(Saved data entries)
------------------------

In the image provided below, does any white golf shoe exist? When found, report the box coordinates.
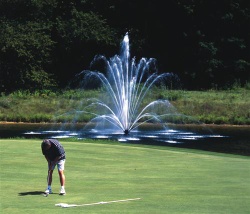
[44,188,52,194]
[59,187,66,195]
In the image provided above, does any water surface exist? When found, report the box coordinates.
[0,123,249,156]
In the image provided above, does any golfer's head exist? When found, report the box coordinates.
[41,139,51,152]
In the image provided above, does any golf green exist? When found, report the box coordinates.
[1,139,249,214]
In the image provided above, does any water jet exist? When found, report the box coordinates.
[70,32,181,135]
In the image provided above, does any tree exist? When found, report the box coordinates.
[156,0,250,89]
[0,0,249,92]
[0,19,56,92]
[0,0,118,92]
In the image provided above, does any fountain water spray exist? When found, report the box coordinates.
[22,34,225,142]
[67,33,181,135]
[21,34,226,142]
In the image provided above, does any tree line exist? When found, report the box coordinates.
[0,0,249,93]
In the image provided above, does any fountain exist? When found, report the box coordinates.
[20,33,227,145]
[69,32,181,135]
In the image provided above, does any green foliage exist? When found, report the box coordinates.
[0,88,249,125]
[244,81,250,90]
[0,19,56,91]
[0,0,118,92]
[0,98,11,109]
[1,0,249,92]
[55,9,117,46]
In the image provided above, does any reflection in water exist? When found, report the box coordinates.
[0,123,249,156]
[23,127,225,144]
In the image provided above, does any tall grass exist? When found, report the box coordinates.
[0,87,249,125]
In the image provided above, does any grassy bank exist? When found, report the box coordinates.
[1,139,249,214]
[0,88,249,125]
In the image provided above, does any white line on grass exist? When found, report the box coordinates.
[55,198,141,208]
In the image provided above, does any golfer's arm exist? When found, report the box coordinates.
[44,155,50,162]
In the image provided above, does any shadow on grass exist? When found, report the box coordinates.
[18,191,45,196]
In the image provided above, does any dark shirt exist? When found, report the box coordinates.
[42,139,66,161]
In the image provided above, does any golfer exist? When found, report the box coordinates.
[41,139,66,195]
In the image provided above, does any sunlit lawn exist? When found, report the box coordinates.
[1,139,250,214]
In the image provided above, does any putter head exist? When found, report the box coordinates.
[43,193,49,197]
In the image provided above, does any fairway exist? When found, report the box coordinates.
[1,139,250,214]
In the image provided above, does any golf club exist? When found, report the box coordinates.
[43,163,53,197]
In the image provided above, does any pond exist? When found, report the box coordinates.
[0,123,249,156]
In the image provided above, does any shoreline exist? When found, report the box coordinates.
[0,121,249,128]
[1,121,249,156]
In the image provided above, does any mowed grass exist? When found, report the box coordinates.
[1,139,250,214]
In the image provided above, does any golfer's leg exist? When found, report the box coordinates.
[57,159,66,186]
[58,170,66,195]
[48,170,53,185]
[58,170,65,186]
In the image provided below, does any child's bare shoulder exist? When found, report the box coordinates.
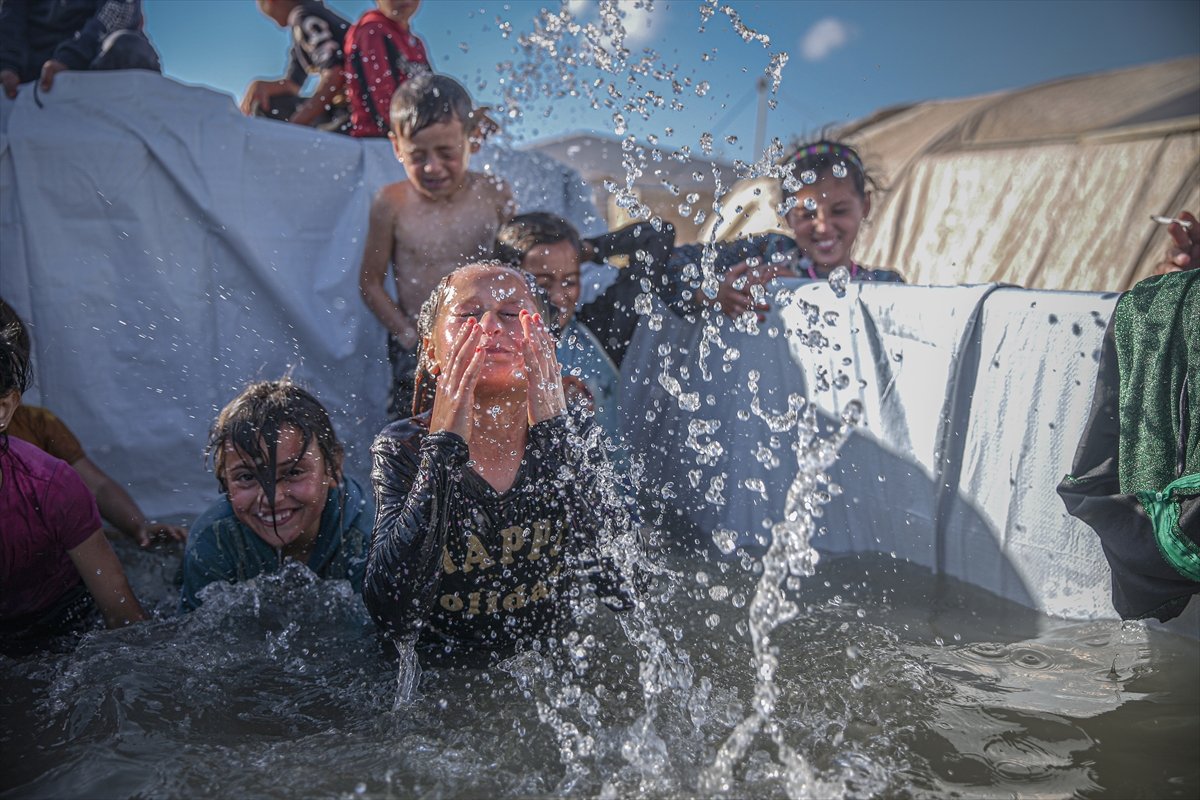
[466,171,512,207]
[373,179,417,211]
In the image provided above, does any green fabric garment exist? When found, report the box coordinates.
[1114,271,1199,493]
[1114,270,1199,583]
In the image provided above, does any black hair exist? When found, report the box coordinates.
[0,297,31,368]
[411,261,553,418]
[493,212,583,267]
[207,379,342,505]
[390,73,483,140]
[780,139,875,198]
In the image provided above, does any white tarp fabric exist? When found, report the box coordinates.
[0,72,602,515]
[620,281,1197,636]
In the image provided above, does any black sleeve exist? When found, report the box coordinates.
[0,0,28,75]
[1057,314,1198,622]
[362,425,469,640]
[52,0,140,71]
[537,415,645,611]
[575,220,677,366]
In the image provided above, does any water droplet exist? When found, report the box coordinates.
[831,162,847,179]
[800,169,817,185]
[828,265,851,297]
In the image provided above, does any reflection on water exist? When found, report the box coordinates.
[1,545,1195,799]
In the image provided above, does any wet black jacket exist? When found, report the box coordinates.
[0,0,142,79]
[363,413,639,652]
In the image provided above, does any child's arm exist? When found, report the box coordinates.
[359,190,418,347]
[70,456,187,546]
[67,529,147,628]
[362,429,467,641]
[288,67,346,127]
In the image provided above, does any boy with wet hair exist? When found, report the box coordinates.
[493,212,675,435]
[359,73,514,419]
[344,0,431,138]
[241,0,351,132]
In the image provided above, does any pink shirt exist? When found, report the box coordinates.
[0,437,100,620]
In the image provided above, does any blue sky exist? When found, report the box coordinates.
[143,0,1199,162]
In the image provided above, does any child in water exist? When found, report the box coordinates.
[670,139,903,320]
[1,322,145,650]
[178,380,373,612]
[363,262,640,665]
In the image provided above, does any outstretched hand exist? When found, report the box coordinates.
[428,317,486,441]
[520,310,566,425]
[135,521,188,548]
[1154,211,1199,275]
[704,259,799,317]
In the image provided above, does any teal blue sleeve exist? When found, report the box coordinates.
[177,501,239,613]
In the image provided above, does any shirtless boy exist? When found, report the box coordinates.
[358,73,515,418]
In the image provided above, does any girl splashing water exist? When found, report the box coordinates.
[178,380,373,612]
[363,262,641,671]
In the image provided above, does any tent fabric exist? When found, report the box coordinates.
[0,72,603,518]
[701,57,1200,293]
[620,281,1197,637]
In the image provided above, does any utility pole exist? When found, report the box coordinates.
[754,76,768,161]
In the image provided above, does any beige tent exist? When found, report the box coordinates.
[701,57,1199,292]
[525,132,736,242]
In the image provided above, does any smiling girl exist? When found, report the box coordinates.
[178,381,373,612]
[363,262,641,665]
[782,139,904,283]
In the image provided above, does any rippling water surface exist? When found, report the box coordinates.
[2,542,1196,799]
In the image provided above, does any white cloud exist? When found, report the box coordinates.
[618,2,661,45]
[800,18,853,62]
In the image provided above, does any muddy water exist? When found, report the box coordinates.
[1,544,1196,799]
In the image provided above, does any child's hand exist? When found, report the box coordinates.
[520,310,566,425]
[38,60,68,92]
[429,318,486,440]
[135,521,188,548]
[1155,211,1199,274]
[1,69,20,99]
[562,375,595,414]
[705,259,795,318]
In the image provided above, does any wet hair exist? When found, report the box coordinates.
[0,320,31,398]
[411,261,553,417]
[0,311,32,461]
[493,213,583,267]
[390,73,490,141]
[207,380,342,505]
[780,139,875,198]
[0,297,32,367]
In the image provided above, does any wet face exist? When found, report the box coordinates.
[522,240,580,329]
[391,117,475,201]
[222,425,338,558]
[784,172,871,272]
[377,0,420,25]
[428,266,539,390]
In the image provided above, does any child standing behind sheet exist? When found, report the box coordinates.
[358,73,515,419]
[1,321,145,652]
[241,0,351,132]
[493,213,676,435]
[178,380,373,612]
[344,0,431,139]
[668,139,903,321]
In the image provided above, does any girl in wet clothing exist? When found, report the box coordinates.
[669,139,903,320]
[178,380,372,612]
[363,262,641,664]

------------------------

§ **Work to be completed**
Restate exactly, and only, every line from the one that contains "In the image provided above, does any child standing" through the last line of the records.

§ **Result of the exercise**
In the image provided above, does any child standing behind sheet exist? When found, report the box coordinates.
[358,73,515,419]
[1,321,145,652]
[241,0,351,132]
[493,213,676,435]
[178,380,373,612]
[344,0,431,139]
[668,139,903,321]
In the image provided above, does any girl in wet clothing exist? When found, report the box coordinates.
[669,139,903,320]
[178,380,372,612]
[363,262,641,664]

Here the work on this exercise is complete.